## INSTRUCTIONS FOR THE TASK
In the text about industrial real estate panels, why did CIM Group have to build its own power plant for its Salt Lake City data center site?

## STUDY TEXT
——————————

The latest trend now seems to be that tenants are optimizing warehouse space by using robotics, and storing inventory from floor to ceiling where it can more safely and efficiently be retrieved and shipped using machines, according to the speakers.
The first panel of the morning — titled State of the Market: Macroeconomic Trends & Emerging Opportunities Fueling Growth for this Critical Sector — was moderated by Jonathan Adelsberg of law firm Herrick, with speakers Mark Levy of FRP Development, Richard Prokup of Mapletree, Alex Redfearn of Redfearn Capital and Peter Zuk of Oxford Property Group.
The discussion revolved around global events such as tariffs — which for more than a year have undergone shifting policies from the White House — and uncertainty from the ongoing war in Iran as it impacts trade through the Strait of Hormuz.
Essentially, tenants of industrial space are looking only at what they can control: their domestic supply chains.
“[Occupiers] can’t really plan their businesses around these various events, and they certainly can’t predict any level of normalcy, so I think most boardrooms today are talking about how they have to focus on the fundamentals, which are that the American consumer is fairly healthy,” Levy said. “So I think there is a continuation of, ‘How can we build out a supply chain network that can reach our customers more consistently, more quickly?’”

The next panel was Funding the Industrial Boom: Capital Sources Driving Today’s Largest Deals & Developments, moderated by John Vavas of Polsinelli. Panelists were Chris Allman from CIM Group, Mark Finan of CBRE, Yi-Shan Huang of BGO and Stefan Sansone of Kurv Industrial (formerly known as Bridge Industrial).
The panelists went back and forth about data centers and the biggest constraints their firms face when deciding whether to finance them: electricity.
Huang said NIMBYism is making life harder for developers — but understandably so, she admitted, talking about her own power bill skyrocketing because of data centers increasing demand for power across the board.
CIM Group’s rep said it takes matters into its own hands to sidestep those problems in Utah.
“Power is such a thing that we have a data center site in Salt Lake City where we literally had to build our own power plant,” Allman said. “Not only are we building a data center where we have services agreements and the lease as an entirely different conversation, but we had to build the power ourselves because Salt Lake City was seven years backed up, there’s no way we were going to see power.”
The final panel, called Spotlighting Niche Subsectors: Data Centers, IOS, Powered-Land, Manufacturing & the Areas Attracting Investor Attention, was moderated by Nicole Fenton of HSF Kramer. It featured Justin Horowitz of Cooper Horowitz, EJ Wislar of PRP Real Assets, Dan Haroun of Catalyst Investment Partners and Chris Graham of Blue Owl Capital.
For Blue Owl, funding any data center development that doesn’t already have a guaranteed power supply is a hard no.
“As a lender, we don’t take power entitlement risk, so we’re not going to lend if they don’t already have the power as of right,” Graham said. “On the equity side of our business, when people talk about data centers, they think of the huge gigawatt AI training centers, but there’s plenty of other types of data centers like cloud, you can go down the list. The power needs range on the data center side from like 3 megawatts to a gigawatt of power, so it’s a massive range. … Power, battery, everything needs to be on the site.”

——————————

## DATASET ENTRIES
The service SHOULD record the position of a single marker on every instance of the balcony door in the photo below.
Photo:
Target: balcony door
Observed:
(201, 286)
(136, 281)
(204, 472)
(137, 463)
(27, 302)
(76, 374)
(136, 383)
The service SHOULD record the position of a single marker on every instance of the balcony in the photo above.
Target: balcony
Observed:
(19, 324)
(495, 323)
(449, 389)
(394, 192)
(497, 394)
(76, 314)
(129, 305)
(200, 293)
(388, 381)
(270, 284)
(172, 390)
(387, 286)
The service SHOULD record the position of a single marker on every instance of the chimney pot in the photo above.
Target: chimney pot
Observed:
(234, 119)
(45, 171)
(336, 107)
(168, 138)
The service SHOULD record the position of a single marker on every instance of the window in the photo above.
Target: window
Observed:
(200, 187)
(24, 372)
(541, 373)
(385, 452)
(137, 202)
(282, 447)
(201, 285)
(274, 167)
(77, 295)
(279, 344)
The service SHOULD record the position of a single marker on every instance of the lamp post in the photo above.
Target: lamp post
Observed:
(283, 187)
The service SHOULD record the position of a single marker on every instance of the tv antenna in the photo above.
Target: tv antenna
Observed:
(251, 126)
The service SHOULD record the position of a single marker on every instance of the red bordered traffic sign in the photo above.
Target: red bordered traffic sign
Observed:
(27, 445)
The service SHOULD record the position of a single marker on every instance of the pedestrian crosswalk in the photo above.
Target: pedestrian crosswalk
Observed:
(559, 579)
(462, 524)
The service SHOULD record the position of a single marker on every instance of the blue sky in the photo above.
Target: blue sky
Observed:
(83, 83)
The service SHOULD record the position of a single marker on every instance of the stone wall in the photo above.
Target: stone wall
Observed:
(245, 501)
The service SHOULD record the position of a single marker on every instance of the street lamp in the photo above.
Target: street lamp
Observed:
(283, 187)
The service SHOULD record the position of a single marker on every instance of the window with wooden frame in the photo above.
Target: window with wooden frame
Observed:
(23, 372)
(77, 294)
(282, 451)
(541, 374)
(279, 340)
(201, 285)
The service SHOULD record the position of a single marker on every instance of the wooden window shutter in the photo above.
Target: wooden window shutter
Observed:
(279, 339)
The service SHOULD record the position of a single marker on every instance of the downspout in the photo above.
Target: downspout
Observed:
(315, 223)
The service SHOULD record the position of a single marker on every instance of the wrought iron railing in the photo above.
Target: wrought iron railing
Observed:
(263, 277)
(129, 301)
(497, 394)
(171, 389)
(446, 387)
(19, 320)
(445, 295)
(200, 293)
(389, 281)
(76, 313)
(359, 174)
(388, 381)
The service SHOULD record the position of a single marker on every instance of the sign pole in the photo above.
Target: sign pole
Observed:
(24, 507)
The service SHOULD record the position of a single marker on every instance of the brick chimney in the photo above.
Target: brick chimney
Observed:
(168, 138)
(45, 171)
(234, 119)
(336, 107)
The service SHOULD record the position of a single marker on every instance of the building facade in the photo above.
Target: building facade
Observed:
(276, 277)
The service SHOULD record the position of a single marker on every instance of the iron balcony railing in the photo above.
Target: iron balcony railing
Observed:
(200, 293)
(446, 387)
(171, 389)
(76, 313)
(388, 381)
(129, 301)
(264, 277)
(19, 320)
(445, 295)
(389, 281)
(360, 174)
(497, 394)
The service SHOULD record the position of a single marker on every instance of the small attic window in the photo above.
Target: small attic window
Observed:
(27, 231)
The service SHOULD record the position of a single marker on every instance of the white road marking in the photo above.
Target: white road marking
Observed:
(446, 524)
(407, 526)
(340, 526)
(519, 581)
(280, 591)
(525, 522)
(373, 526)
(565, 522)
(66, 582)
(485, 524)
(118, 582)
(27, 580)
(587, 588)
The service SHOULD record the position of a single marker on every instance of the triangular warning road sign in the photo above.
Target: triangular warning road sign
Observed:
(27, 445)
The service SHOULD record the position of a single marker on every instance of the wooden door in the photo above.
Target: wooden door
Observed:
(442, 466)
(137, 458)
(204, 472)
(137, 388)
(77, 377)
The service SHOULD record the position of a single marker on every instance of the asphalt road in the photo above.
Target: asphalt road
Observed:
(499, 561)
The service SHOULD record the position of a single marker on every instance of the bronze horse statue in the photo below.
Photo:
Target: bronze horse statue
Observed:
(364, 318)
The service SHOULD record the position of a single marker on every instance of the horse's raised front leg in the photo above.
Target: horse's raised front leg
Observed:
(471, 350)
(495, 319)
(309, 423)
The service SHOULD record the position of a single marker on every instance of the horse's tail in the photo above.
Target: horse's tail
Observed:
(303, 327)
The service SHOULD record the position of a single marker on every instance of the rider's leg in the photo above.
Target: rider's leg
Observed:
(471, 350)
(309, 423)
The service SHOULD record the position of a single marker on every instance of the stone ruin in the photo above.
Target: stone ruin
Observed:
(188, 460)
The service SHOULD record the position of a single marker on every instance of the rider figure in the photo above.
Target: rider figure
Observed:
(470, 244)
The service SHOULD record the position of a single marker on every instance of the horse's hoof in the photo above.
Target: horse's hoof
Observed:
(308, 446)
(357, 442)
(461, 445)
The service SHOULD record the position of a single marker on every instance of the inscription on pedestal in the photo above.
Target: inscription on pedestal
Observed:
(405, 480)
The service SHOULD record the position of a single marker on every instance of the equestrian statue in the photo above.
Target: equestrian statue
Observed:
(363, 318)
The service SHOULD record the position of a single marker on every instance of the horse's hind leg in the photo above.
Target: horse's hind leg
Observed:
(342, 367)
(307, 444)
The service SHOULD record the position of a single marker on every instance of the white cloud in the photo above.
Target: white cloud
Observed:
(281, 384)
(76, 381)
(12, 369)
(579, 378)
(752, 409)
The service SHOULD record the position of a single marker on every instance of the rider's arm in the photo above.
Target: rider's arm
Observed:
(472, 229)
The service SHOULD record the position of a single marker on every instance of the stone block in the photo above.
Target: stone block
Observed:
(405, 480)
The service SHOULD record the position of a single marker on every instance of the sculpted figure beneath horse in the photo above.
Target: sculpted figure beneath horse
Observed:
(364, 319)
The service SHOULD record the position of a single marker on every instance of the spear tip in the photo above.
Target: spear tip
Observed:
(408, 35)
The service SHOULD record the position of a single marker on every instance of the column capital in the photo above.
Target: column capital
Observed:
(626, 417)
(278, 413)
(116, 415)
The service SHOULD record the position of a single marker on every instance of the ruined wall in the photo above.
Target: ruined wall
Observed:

——————————

## YOUR RESPONSE
Salt Lake City was seven years backed up on power, so there was no way the site would otherwise get power.